* Task requirements *
Resume the Brooklyn vegetarian-eating article below, writing on from its final sentence.

Are People Still Eating Vegetarian in Brooklyn?


Pumpkin curry with a glass of Riojh Blanca, Falansai.
Photograph by Joe Hume
Going vegan might be a hipster cliché, but meat-eating actually feels like a bigger part of today’s dominant counterculture. Hipster iconography has always been rooted in nostalgia for, and ironic reclamation of, signifiers of 70s suburbia—the white flight world their parents created, from which they’d eventually escape to return to the cities: mustaches, Pabst, big glasses, big hair, etc. Along with these motifs comes meat—backyard barbecues and roasts on the dinner table. The socially conscious hipster has tweaked this quiddity; just look at Williamsburg’s Meat Hook, which offers local meat from small family farms (think “grass-fed beef”) as well as classes in butchering your own carcasses or making your own sausages.

* Recorded information *
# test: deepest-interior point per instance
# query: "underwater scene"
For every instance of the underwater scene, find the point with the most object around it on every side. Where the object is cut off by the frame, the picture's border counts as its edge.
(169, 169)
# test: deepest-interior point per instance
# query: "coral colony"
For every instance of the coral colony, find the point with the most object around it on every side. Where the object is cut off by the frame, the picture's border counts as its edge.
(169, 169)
---
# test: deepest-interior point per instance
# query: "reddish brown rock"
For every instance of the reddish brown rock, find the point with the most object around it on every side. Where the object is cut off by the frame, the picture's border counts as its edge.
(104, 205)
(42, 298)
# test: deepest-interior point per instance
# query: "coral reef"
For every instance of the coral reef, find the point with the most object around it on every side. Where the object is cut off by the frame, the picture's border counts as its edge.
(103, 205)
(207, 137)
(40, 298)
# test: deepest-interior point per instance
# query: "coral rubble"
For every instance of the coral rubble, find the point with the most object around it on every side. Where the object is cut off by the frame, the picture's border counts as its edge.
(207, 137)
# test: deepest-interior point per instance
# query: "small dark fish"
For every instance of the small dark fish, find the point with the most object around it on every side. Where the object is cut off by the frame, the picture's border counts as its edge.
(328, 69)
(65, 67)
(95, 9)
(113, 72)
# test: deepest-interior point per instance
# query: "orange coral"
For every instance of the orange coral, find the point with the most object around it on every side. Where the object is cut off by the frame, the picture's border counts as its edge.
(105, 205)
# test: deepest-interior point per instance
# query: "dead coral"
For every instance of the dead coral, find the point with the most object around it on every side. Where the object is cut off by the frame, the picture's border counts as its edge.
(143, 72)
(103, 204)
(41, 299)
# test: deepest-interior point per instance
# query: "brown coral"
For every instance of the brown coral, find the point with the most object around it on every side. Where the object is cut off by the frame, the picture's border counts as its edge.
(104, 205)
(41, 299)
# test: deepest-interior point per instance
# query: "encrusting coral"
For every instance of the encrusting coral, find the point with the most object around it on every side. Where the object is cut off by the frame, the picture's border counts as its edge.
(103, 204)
==
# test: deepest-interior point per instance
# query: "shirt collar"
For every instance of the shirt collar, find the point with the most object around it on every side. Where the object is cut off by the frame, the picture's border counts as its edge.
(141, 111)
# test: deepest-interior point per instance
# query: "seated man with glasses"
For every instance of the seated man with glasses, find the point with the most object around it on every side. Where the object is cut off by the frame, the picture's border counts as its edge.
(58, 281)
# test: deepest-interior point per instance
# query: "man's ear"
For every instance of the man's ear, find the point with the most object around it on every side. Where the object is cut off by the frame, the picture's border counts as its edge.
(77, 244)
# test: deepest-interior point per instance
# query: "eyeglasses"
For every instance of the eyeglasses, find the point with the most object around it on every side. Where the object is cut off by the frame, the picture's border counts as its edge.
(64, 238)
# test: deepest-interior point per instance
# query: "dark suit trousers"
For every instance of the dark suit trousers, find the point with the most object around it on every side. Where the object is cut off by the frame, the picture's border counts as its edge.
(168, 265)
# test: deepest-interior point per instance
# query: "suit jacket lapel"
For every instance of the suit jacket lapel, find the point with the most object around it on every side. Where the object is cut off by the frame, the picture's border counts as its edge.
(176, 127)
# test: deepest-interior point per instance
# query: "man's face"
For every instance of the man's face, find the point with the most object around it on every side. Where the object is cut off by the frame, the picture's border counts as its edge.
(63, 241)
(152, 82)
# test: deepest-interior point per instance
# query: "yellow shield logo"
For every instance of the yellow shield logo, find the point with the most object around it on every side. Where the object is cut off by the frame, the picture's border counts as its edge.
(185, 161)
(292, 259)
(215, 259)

* Written response *
Photographs by Joe Hume
Still, this push toward omnivorism could be interpreted as a rejection of the vegetarian/vegan trends that have typically been a part of middle-class youth culture since at least the mid-20th century: chances are you know someone who’s rejected meat—or that you’ve done it yourself! I’ve been trying to eat vegan for the last three years and been a vegetarian since 2005; I first got into it when I was in college, when a variety of people encouraged me and served as living examples of its feasibility. Cut to a decade later: the vegans I knew are eating eggs, and the vegetarians are eating fish, or at least bivalves, or they gave it up altogether! For many, vegetarianism is just a phase.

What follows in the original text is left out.